## ESTRATTO PAGINA

+++

Sono d'accordo con tutto quello che hai detto...Io sono il primo che smanetto solo con il terminale (non chiedetemi perche', ma odio file-roller)...

L'esigenza di questa applicazione mi e' venuta quando dovevo ogni volta preoccuparmi di specificare le opzioni di tar (specie in casi di cicli for in bash)...

Il """"target"""" di questa applicazione sono quegli utente che vogliono risparmiare tempo quando scompattano un archivio, usando sempre la stessa sintassi... Ed infatti se ci pensi, depkg supporta solo il list e l'extract, niente di piu'...Piu' che un applicazione, la definisco un'utilityina...  :Very Happy: 

Cmq le critiche sono ben accette...SEMPRE!  :Very Happy: 

Di questo mi preoccupo invece...Sorvolando sulla scelta del linguaggio (per me il python e' veloce, rapido e potente  ma non voglio far scoppiare il classico flame), secondo voi come l'ho realizzata a livello implementativo/algoritmico/organizzativo?

----------

## codadilupo

i permessi li devi settare per la directory che contiene il file, e devi anche dare il permesso di browsing della directory.

P.S.: sono riuscito a scaricare l'ebuild prendendo direttamente il file con wget.

Coda

----------

## shogun_panda

Ok, ora i permessi sono fixati...

Cmq nessuno di voi ha provato a scaricare l'ebuild, e'?  :Very Happy:  Quello va dalla prima botta...

La colpa in ogni caso era mia...Nel secondo url vi ho linkato la directory invece del file sorgente...

+++

## COMPITO RICHIESTO 1
Nella discussione su depkg, quali operazioni supporta l'utility?
## COMPITO RICHIESTO 2
Prosegui la discussione su depkg dopo l'ultima frase riportata.

## DATI FORNITI
+++

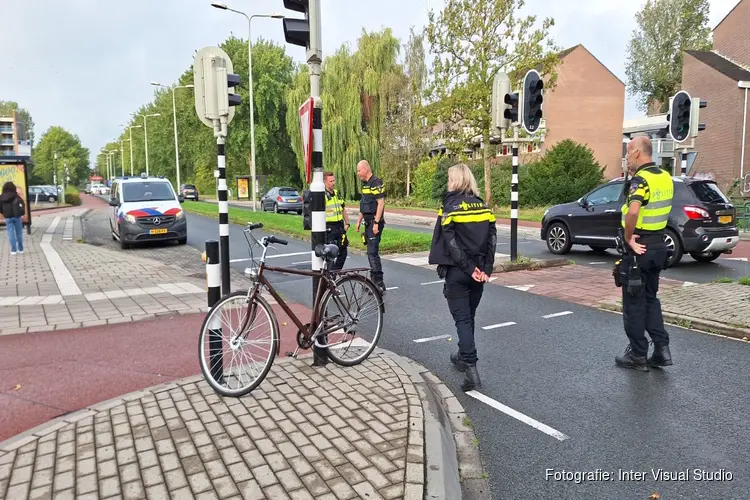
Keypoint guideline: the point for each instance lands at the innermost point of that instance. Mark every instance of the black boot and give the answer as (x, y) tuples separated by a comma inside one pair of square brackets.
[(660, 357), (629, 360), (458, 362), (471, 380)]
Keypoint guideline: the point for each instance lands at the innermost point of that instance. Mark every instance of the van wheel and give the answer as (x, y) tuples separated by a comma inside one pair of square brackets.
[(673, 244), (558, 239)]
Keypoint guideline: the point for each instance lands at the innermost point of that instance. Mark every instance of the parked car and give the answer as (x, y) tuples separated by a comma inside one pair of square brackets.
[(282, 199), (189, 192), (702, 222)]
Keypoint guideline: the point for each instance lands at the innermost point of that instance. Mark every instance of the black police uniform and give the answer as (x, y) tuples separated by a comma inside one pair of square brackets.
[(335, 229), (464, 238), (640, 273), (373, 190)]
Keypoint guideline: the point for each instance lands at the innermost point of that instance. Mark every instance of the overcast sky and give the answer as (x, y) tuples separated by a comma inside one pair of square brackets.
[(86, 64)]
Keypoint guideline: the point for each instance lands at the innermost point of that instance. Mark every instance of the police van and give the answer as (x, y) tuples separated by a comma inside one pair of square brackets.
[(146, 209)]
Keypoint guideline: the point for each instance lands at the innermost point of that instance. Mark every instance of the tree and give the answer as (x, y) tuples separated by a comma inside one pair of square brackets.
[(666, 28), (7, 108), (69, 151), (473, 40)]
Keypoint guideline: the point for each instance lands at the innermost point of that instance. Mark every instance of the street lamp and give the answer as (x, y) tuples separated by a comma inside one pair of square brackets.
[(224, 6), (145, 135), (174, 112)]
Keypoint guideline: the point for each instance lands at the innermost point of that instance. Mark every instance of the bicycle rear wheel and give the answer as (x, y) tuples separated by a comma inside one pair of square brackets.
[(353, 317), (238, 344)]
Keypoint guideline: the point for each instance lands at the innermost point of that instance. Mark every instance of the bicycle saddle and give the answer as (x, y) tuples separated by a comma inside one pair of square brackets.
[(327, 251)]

+++

## RISULTATO 1
Supporta solo il list e l'extract.

## RISULTATO 2
[RMS Mode ON]

Happy hacking!  :Very Happy:   :Very Happy:   :Very Happy: 

[RMS Mode OFF]

----------

## codadilupo

 *tempest wrote:*   

> In altre parole, mi sembra che alla fine la tua applicazione non risolva nessun reale problema.

 

non sono d'accordo. A me non piace usare file-roller, che trovo piu' tosto lento anche solo nella lettura. E cmq mi fa piacere pensare di non dovermi curare del fatto che qualche simpaticone ha rinominato il file che sto cercando di scompattare con le opzioni sbagliate  :Wink: 

Coda

----------

## shogun_panda

 *codadilupo wrote:*   

>  *tempest wrote:*   In altre parole, mi sembra che alla fine la tua applicazione non risolva nessun reale problema.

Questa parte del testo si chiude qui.